Your response should contain each line of the data that includes "gray".

================

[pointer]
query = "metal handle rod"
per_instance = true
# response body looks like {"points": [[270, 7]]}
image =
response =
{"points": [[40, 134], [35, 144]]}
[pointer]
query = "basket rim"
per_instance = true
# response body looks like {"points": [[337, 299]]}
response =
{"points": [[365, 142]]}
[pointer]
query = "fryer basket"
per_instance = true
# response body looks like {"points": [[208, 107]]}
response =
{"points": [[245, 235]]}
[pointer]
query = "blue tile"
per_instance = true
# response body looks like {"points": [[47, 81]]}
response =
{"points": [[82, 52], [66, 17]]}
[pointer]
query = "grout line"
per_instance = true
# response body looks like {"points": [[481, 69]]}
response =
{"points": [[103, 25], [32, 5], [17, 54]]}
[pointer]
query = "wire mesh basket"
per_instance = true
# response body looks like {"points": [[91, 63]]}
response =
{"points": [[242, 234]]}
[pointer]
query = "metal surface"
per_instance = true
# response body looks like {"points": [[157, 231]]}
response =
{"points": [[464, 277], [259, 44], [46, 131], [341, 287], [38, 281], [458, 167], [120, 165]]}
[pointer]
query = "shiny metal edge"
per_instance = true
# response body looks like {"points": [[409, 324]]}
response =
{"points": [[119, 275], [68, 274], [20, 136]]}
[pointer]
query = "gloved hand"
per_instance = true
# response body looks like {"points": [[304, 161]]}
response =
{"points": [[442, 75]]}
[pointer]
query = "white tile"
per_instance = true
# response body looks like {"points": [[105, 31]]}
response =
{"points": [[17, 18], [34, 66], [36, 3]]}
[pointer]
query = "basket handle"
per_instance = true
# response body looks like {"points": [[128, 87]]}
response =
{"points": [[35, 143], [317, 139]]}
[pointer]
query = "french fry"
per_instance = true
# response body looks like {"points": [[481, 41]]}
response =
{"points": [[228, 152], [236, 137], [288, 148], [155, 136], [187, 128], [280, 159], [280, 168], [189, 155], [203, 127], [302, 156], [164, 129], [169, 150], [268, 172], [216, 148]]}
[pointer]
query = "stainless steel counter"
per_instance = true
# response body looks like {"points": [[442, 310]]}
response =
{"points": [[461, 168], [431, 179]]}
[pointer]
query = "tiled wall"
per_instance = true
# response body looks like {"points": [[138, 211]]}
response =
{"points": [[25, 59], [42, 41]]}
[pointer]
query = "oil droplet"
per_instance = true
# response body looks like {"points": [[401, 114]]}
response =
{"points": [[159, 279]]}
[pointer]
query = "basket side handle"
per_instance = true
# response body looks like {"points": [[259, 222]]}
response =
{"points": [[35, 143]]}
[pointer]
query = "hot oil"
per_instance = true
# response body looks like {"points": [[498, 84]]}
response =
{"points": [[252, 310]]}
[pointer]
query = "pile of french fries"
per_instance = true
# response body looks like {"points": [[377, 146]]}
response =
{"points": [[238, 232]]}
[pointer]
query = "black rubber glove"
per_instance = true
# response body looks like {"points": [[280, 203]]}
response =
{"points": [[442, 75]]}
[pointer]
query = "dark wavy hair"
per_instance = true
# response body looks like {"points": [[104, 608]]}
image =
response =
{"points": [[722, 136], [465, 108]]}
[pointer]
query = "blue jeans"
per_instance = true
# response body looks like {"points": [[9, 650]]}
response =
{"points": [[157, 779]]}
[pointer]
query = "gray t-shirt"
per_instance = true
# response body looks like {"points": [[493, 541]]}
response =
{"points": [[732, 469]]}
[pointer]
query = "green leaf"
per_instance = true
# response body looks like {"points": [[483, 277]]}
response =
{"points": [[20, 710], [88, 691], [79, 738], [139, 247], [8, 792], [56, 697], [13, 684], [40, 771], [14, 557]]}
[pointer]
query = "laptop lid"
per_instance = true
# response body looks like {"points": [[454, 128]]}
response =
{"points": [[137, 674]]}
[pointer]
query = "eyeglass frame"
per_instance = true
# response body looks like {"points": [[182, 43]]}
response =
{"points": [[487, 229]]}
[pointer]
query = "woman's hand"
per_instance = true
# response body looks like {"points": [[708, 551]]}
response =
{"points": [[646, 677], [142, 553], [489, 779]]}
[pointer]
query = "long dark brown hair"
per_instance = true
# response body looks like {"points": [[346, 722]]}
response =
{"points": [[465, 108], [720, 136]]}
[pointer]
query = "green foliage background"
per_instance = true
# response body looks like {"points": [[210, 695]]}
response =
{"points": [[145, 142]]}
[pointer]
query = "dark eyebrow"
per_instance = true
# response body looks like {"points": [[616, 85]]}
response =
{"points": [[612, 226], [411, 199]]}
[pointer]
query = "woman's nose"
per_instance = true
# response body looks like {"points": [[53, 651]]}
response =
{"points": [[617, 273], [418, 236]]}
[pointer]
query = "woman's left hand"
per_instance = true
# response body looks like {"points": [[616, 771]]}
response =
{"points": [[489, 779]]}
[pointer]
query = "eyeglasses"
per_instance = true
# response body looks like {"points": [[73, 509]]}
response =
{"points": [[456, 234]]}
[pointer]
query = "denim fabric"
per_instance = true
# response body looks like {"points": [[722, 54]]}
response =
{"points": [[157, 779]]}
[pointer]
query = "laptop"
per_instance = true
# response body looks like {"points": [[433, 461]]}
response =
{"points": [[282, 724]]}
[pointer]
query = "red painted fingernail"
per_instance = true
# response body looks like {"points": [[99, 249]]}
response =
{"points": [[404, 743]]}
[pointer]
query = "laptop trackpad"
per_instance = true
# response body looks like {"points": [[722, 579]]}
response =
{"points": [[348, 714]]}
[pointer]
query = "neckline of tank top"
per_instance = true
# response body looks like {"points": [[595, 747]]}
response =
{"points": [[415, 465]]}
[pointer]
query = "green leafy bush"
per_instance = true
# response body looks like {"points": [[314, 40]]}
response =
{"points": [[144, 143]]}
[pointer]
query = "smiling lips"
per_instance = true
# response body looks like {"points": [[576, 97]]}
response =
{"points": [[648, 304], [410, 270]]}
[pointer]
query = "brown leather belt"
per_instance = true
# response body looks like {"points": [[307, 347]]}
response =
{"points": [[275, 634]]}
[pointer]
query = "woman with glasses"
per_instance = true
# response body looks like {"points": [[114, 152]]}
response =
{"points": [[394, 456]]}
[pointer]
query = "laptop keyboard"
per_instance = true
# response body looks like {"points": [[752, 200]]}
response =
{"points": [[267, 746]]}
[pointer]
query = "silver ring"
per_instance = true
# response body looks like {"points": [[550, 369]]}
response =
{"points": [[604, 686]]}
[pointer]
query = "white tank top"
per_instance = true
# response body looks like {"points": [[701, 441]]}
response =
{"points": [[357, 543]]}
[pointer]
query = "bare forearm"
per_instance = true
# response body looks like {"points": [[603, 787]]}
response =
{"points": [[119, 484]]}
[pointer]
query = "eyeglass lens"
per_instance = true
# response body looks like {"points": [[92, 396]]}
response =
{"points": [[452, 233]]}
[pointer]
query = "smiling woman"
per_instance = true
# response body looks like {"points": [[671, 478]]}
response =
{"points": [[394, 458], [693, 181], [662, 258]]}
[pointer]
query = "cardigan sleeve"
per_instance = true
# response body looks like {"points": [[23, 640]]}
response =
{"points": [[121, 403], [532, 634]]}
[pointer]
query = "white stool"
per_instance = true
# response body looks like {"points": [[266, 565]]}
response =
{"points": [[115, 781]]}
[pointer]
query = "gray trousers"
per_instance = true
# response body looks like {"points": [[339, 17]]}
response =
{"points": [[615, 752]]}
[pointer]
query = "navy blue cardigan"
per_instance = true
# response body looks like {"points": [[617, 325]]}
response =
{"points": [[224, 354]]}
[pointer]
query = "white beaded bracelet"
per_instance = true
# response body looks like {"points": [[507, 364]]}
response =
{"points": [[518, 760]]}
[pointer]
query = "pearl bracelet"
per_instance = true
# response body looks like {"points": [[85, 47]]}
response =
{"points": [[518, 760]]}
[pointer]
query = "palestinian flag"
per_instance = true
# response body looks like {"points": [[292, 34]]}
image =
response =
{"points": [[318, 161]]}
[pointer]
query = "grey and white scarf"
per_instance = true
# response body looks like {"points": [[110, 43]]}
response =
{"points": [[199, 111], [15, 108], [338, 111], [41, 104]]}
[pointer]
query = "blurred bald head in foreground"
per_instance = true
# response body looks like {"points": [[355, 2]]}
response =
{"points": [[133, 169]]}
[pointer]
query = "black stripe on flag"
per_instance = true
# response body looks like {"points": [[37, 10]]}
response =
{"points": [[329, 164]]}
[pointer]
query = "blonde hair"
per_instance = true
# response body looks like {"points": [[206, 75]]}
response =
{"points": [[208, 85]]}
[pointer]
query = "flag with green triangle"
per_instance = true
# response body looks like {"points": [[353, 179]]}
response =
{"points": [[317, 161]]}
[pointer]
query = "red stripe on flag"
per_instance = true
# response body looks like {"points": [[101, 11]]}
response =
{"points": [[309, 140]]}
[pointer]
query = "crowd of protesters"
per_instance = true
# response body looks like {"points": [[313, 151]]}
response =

================

OUTPUT FOR THIS TASK:
query = "gray t-shirt"
query = "gray trousers"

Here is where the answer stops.